Passage
════════════════════
5. Figure Out How to Build Relationships Remotely
Schools doing distance learning effectively have been leveraging the relationships and culture they built with students before school closed. Next fall has a unique challenge in that many of the remote teachers will not already know their students as they did when school went out in March. How will teachers build relationships with new students over the computer? Even more worrisome, what about the new kindergartners? Can you imagine having to start your experience with school either entirely online or with everyone wearing a mask and being kept six feet apart? The schools we respect most are thinking about creative approaches to this challenge, such as starting school at least a week early for new students, having parents come to school with kindergartners if conditions allow, or doing social-distance home visits to welcome new students and begin the bonding process. For older grades, some schools are considering looping to keep existing students and teachers together for another year.
Importantly, we also have to solve the issue of Internet connectivity and bandwidth. Sitting in on classes these past weeks, we can attest that low or no bandwidth is a virtually impossible obstacle for teachers to overcome and should be table stakes for any serious conversation about urgent priorities for education this fall. This is too long of a topic to tackle here, but it is a solvable problem.
It is safe to say that this fall is going to be one of the hardest school starts we have ever experienced no matter which re-opening scenario we end up with. Our hope is that we can collectively tackle some of these challenges so that every educator is not left alone to make a million different decisions, that we can keep student interests at the center while ensuring safe conditions for teachers, and that we use this crisis as an opportunity to think differently about some elements of how we have always done school.
We can’t allow students to have another year without learning – the consequences to our country’s future will be too dramatic, especially for our most disadvantaged students. And we can’t ask teachers to solve these problems alone. Collectively we need to really improve distance learning, and we have to figure it out by September.
Brian Greenberg is CEO of the Silicon Schools Fund.
════════════════════
Saved data entries

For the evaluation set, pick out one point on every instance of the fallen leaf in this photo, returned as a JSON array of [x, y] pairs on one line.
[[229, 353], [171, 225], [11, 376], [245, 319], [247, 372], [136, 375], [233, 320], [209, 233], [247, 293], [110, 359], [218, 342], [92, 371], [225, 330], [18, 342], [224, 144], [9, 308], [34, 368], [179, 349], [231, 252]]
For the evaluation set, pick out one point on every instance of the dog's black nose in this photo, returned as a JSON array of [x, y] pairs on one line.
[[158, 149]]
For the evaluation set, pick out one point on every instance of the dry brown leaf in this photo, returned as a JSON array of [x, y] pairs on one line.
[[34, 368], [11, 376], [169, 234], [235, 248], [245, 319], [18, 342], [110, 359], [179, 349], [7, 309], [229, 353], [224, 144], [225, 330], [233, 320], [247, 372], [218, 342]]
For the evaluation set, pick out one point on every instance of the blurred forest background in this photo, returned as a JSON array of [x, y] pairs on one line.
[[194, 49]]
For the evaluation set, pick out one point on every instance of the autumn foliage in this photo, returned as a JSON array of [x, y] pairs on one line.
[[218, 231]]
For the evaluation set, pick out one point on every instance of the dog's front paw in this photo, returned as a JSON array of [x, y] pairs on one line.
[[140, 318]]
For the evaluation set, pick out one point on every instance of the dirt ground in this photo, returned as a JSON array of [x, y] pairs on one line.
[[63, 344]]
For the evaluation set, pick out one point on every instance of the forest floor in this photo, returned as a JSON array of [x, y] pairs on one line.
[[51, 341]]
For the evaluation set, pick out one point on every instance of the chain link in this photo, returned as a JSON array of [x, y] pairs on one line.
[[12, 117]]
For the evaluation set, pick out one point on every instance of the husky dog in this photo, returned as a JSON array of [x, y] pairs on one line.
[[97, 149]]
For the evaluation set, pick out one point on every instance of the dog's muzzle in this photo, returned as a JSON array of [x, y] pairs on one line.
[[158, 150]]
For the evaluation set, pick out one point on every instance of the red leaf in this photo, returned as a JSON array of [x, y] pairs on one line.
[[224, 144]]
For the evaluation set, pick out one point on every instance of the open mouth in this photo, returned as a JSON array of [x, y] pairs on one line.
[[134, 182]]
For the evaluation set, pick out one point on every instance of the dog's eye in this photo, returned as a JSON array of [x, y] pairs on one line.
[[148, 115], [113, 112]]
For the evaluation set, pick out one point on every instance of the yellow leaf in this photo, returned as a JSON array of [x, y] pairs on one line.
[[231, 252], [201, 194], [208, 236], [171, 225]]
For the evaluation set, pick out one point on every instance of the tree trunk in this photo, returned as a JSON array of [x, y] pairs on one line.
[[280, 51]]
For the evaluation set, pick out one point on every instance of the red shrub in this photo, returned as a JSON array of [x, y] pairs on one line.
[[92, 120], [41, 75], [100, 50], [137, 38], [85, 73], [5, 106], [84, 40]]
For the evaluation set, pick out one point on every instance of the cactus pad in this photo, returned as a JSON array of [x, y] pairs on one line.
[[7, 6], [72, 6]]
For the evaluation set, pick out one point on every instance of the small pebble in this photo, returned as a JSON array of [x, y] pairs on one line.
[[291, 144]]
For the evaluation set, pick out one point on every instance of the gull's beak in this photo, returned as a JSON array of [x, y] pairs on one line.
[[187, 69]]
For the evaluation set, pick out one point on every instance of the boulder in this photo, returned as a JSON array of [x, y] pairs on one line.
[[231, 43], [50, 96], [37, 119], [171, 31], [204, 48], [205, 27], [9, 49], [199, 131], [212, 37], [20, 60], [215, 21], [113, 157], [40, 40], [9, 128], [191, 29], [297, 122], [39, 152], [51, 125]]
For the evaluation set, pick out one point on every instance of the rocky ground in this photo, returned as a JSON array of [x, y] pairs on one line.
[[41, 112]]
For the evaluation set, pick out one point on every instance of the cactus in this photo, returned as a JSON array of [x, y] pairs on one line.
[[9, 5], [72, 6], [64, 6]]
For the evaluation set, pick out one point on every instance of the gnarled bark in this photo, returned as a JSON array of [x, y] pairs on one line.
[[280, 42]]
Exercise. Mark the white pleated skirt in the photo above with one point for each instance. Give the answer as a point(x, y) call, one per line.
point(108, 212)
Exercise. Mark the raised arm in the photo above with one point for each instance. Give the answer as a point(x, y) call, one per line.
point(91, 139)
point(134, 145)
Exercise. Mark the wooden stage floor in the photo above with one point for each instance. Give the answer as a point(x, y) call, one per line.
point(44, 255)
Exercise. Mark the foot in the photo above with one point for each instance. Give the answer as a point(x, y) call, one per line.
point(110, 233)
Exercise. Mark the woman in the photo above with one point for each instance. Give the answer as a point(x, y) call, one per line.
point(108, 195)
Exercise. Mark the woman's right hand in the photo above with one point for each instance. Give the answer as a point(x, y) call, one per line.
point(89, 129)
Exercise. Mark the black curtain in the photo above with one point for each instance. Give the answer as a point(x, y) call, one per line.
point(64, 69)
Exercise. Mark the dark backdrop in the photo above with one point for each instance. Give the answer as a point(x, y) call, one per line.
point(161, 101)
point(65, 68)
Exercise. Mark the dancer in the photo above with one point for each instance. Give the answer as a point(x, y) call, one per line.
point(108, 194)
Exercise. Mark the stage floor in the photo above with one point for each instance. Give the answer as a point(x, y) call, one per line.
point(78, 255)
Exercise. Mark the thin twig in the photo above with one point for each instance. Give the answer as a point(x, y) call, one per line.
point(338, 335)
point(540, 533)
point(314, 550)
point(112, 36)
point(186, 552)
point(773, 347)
════════════════════
About this exercise
Print the part of the passage about remote learning that runs between "It is safe to" and "out by September.", inclusive. Rely only on the passage about remote learning.

Task solution
It is safe to say that this fall is going to be one of the hardest school starts we have ever experienced no matter which re-opening scenario we end up with. Our hope is that we can collectively tackle some of these challenges so that every educator is not left alone to make a million different decisions, that we can keep student interests at the center while ensuring safe conditions for teachers, and that we use this crisis as an opportunity to think differently about some elements of how we have always done school.
We can’t allow students to have another year without learning – the consequences to our country’s future will be too dramatic, especially for our most disadvantaged students. And we can’t ask teachers to solve these problems alone. Collectively we need to really improve distance learning, and we have to figure it out by September.